*Required tasks*:
- 1) In the text about Bre-X, rewrite the paragraph beginning "Bre-X bought the Busang site" as a shorter paragraph that keeps its main facts.
- 2) Reproduce the stretch of the text about Bre-X from "Bre-X bought the" through "Bresea logo." word for word.

*Document excerpt*:

Bre-X Minerals Ltd.
- Type: Defunct
- Industry: Mining
- Founded: 1989; 37 years ago
- Founder: David Walsh
- Defunct: 2003; 23 years ago
- Fate: Bankruptcy
- Headquarters: Kensington, Calgary, Alberta, Canada
- Key people: Michael de Guzman, Chief Geologist John Felderhof, VP of Exploration
- Products: Gold

= Bre-X =

Canadian mining company (1989–2003)

Bre-X Minerals Ltd. was a Canadian company that perpetrated a major fraud when it claimed that there was an enormous gold deposit at its gold mine in Busang, East Kalimantan, Indonesia. However, samples from the mine were "salted" and, in reality, the mine did not contain much gold at all; an estimated 40,000 investors were defrauded and lost their entire investments.

Bre-X bought the Busang site in March 1993. In October 1995, the company announced that significant amounts of gold had been discovered, sending its stock price soaring. Originally a penny stock, its stock price reached a peak at CAD$286.50/share (split adjusted) in May 1996, with a total market capitalization of over CAD$6 billion.

The company collapsed in May 1997 after the gold samples were found to be fraudulent.

Filipino chief geologist Michael de Guzman is widely considered to be the mastermind behind the fraud. However, due to his highly suspicious death, the death of founder David Walsh, and a lack of evidence that other executives knew about the fraud, no one was criminally convicted.

==History==

Bresea logo.

David Walsh founded Bre-X Minerals Ltd. in 1989 as a subsidiary of Bresea Resources Ltd. The name Bresea was derived from the first names of Walsh's two sons: Brett and Sean. Bre-X stock was listed on the Alberta Stock Exchange in 1989. The company always lost money. In March 1993, on the advice of geologist John Felderhof, the company bought a property in the jungle near the Busang River in Kalimantan, Indonesia. Felderholf had co-discovered the Ok Tedi Mine in Papua New Guinea in the late 1960s; it was later declared to be an environmental disaster.

In May 1993, Felderhof was hired as general manager in charge of Bre-X's Indonesian exploration and, in October 1994, he was appointed vice-president of exploration.

Early tests showed no gold at the site. However, in December 1993, days before the license was set to expire, de Guzman told Walsh that he knew the precise spot they needed to drill at Busang I; the location had come to him in a dream.

*Given records*:
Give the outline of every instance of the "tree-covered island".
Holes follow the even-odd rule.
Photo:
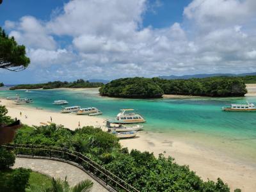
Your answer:
[[[247,93],[241,77],[214,77],[169,80],[157,77],[124,78],[103,85],[100,95],[124,98],[159,98],[163,94],[205,97],[243,97]]]

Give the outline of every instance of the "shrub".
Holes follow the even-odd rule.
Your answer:
[[[25,191],[31,172],[31,170],[22,168],[14,170],[12,174],[12,184],[11,186],[13,191]]]
[[[0,172],[0,191],[25,191],[30,172],[22,168]]]
[[[13,152],[0,148],[0,170],[9,168],[15,162],[15,157]]]

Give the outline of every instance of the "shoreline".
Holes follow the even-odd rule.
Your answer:
[[[256,84],[246,84],[246,88],[248,90],[248,93],[244,95],[244,97],[255,97],[256,96]],[[29,90],[64,90],[64,91],[83,91],[88,90],[99,90],[100,87],[98,88],[57,88],[53,89],[43,90],[43,88],[38,89],[29,89]],[[17,89],[15,90],[26,90],[26,89]],[[13,91],[15,91],[13,90]],[[111,98],[111,99],[125,99],[121,97],[112,97],[108,96],[101,96],[99,94],[99,97]],[[216,98],[214,97],[207,97],[207,96],[194,96],[194,95],[167,95],[163,94],[162,98],[157,99],[196,99],[196,98]],[[217,97],[218,98],[218,97]],[[131,99],[131,98],[130,98]]]
[[[52,112],[49,110],[36,109],[29,105],[15,105],[12,100],[1,99],[0,104],[6,106],[8,115],[17,117],[22,122],[29,125],[42,125],[40,122],[47,124],[50,116],[52,122],[62,124],[70,129],[78,127],[93,125],[102,127],[104,118],[90,116],[78,116]],[[19,113],[22,111],[20,116]],[[28,118],[25,118],[28,116]],[[136,148],[141,151],[154,152],[156,156],[166,152],[164,156],[171,156],[179,164],[188,164],[191,170],[204,180],[209,178],[214,181],[218,177],[227,182],[232,190],[240,188],[243,191],[253,191],[256,188],[256,163],[249,164],[239,159],[231,157],[218,151],[218,148],[210,148],[204,145],[195,145],[184,139],[177,138],[164,133],[143,131],[138,138],[121,140],[123,147],[127,147],[131,151]]]

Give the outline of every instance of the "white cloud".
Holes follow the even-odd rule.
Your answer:
[[[8,24],[13,22],[8,22]],[[15,30],[10,33],[16,40],[30,48],[54,49],[56,43],[44,26],[44,24],[31,16],[22,17],[15,24]]]
[[[28,51],[28,55],[33,64],[31,65],[31,67],[49,67],[52,65],[72,65],[75,60],[75,56],[65,49],[56,51],[30,49]]]
[[[5,25],[26,45],[31,65],[54,67],[45,75],[57,79],[237,73],[255,65],[255,2],[193,0],[186,22],[154,29],[142,27],[146,0],[73,0],[50,20],[25,16]],[[57,36],[71,40],[63,46]]]

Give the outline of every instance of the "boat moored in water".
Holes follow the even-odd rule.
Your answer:
[[[96,115],[102,115],[102,112],[101,112],[100,110],[98,111],[98,112],[93,113],[90,113],[88,115],[89,116],[96,116]]]
[[[62,113],[68,113],[71,112],[77,112],[80,109],[80,106],[72,106],[72,107],[67,107],[64,108],[61,110]]]
[[[255,105],[248,101],[246,104],[231,104],[230,107],[221,109],[225,111],[256,111]]]
[[[8,100],[17,100],[19,98],[20,98],[19,96],[11,96],[11,97],[7,97],[6,99],[8,99]]]
[[[140,114],[131,111],[134,111],[132,109],[120,109],[121,112],[116,115],[116,118],[108,120],[111,124],[138,124],[145,123],[146,120]],[[127,112],[128,111],[128,112]]]
[[[96,113],[99,110],[96,108],[81,108],[77,113],[76,115],[89,115],[91,113]]]
[[[117,132],[115,131],[112,132],[112,134],[115,134],[118,138],[131,138],[136,137],[137,131],[127,131],[127,132]]]
[[[111,125],[111,124],[109,121],[107,121],[106,123],[106,127],[108,129],[110,130],[115,130],[116,132],[138,131],[141,130],[143,127],[143,126],[141,125],[136,125],[134,126],[124,126],[122,124],[119,124],[116,126],[115,125],[116,124]]]
[[[15,100],[16,102],[17,105],[29,104],[33,102],[33,99],[31,98],[23,98],[23,99],[18,99]]]
[[[68,102],[65,100],[54,100],[52,104],[54,105],[65,105],[68,104]]]

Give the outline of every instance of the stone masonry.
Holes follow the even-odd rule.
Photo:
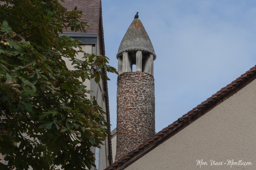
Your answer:
[[[140,71],[118,76],[116,160],[155,134],[154,80],[152,75]]]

*Numbered answers*:
- 1) Bre-X bought the Busang site in March 1993 and in October 1995 announced a significant gold discovery, which sent its stock soaring. Once a penny stock, it peaked in May 1996 at CAD$286.50 per share (split adjusted), giving a market capitalization of over CAD$6 billion.

- 2)
Bre-X bought the Busang site in March 1993. In October 1995, the company announced that significant amounts of gold had been discovered, sending its stock price soaring. Originally a penny stock, its stock price reached a peak at CAD$286.50/share (split adjusted) in May 1996, with a total market capitalization of over CAD$6 billion.

The company collapsed in May 1997 after the gold samples were found to be fraudulent.

Filipino chief geologist Michael de Guzman is widely considered to be the mastermind behind the fraud. However, due to his highly suspicious death, the death of founder David Walsh, and a lack of evidence that other executives knew about the fraud, no one was criminally convicted.

==History==

Bresea logo.